Stored records
+===+

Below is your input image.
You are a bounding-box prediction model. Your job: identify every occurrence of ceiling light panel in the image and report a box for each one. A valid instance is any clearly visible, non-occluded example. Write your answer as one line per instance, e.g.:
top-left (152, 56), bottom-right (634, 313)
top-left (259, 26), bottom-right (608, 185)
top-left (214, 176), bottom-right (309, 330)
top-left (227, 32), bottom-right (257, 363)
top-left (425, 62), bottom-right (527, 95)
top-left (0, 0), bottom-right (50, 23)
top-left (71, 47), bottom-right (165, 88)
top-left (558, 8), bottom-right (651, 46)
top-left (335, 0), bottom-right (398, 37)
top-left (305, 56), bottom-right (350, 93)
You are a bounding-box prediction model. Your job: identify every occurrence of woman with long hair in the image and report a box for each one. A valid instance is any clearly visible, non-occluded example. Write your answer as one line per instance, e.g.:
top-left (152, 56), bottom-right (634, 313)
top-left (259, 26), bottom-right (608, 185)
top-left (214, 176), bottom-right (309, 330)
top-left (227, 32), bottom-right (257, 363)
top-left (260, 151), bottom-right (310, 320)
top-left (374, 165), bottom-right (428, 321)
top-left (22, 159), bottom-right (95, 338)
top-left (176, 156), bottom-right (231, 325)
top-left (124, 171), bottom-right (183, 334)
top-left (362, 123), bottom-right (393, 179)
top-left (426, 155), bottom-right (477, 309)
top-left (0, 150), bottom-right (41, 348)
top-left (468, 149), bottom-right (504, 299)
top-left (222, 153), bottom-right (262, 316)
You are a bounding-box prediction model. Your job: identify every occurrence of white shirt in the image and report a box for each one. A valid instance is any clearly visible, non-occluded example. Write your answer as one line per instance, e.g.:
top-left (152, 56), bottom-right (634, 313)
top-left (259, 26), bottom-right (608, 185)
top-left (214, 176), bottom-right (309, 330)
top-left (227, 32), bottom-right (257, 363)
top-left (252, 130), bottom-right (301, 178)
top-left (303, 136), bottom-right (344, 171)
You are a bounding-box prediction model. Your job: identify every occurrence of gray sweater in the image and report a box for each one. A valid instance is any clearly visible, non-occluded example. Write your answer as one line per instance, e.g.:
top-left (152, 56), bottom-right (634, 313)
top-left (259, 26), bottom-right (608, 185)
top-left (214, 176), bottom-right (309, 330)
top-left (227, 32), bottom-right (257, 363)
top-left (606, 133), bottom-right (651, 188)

+===+

**Written problem**
Filter the records above down to the rows containing the string "line". Copy each of those rows unchanged.

**Worked solution**
You are a bounding-box prediction model. Your job: identify every occurrence of ceiling light panel in the image and report a box for each one. A valid instance is any clearly visible, non-occluded example. Write your answer as one line per instance, e.g.:
You are a bounding-box prediction model. Your job: identify every occurrence of woman with long hair in the image and report a box for each one. A valid instance is any clearly visible, non-occluded example. Write your answer as one line per instance, e.g.:
You are a bounding-box prediction model. Your job: identify every occurrence of white shirt in the image and report a box for each one. A valid instance is any clearly visible, non-occluded example. Write your answer as one line per instance, e.g.:
You are a bounding-box prediction model. Your job: identify every occurrence of gray sweater in the image and report a box for each one. A valid instance is any clearly visible, non-occluded example. Write your answer as one line per instance, e.g.:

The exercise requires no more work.